It is glaringly obvious that Lloyds and RBS are now, for all practical purposes, toxic banks. We don't need to create another one to collect the failed assets of our banks. We already have two sitting on the shelf under effective state control. There is no need to decide at what price the state needs to buy the toxic assets - or even to decide which assets they are. For all practical purposes we have already acquired and paid for them, there's just a residual balance outstanding to the remaining private shareholders in these banks.

In that case the question is not how to extract these toxic assets from our banks, which most see as a necessary pre-condition to start any process of cleaning these banks up. It is more a question of how to get the shareholders out of these toxic banks so we can clear up the mess they'll leave behind.

It seems to me that there is an obvious solution to this problem. Both banks own assets that are performing. RBS is, for example, the owner of Directline and other insurance companies. Lloyds also has brands that are likely to deliver both cash flow and profits in the short term, and which are, therefore capable of having value attributed to them, and of paying dividends to shareholders, which is a remote prospect in their parent companies right now. In that case my suggestion is simple. These assets, which were in the case of RBS up for sale until very recently, and for which as a result it is highly likely that a an appropriate valuation has already been determined, should now be floated in their own right as separate entities capable of performing as independent quoted companies. The shares in these new companies should then be used on a swap basis to buy out the remaining shares in public hands in RBS and Lloyds, and any other banks where similar arrangements might be required. As a result no cash need change hands to get the shareholders out of these banks, and to make those shareholders better off, all at the same time.

_SOURCE DATA_.
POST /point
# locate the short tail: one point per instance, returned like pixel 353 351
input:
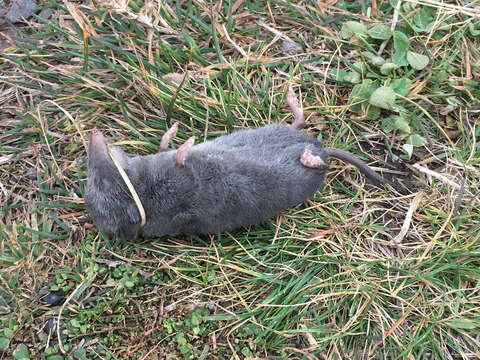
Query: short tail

_ACTIVITY_. Rewrite the paragraph of the toxic-bank commentary that begins "It seems to me that there is an obvious solution" as a short bulleted list that keeps its main facts.

_SOLUTION FOR THIS TASK_.
- RBS and Lloyds both own performing assets: RBS owns Directline and other insurance companies, and Lloyds has brands likely to deliver cash flow and profits in the short term.
- These assets can have value attributed to them and can pay dividends, which is a remote prospect for their parent companies right now.
- RBS's assets were up for sale until very recently, so an appropriate valuation has probably already been determined.
- The proposal is to float these assets as separate, independently quoted companies.
- Shares in the new companies would be swapped for the remaining publicly held shares in RBS, Lloyds and any other banks needing similar arrangements.
- No cash would need to change hands, and the shareholders would leave the banks better off.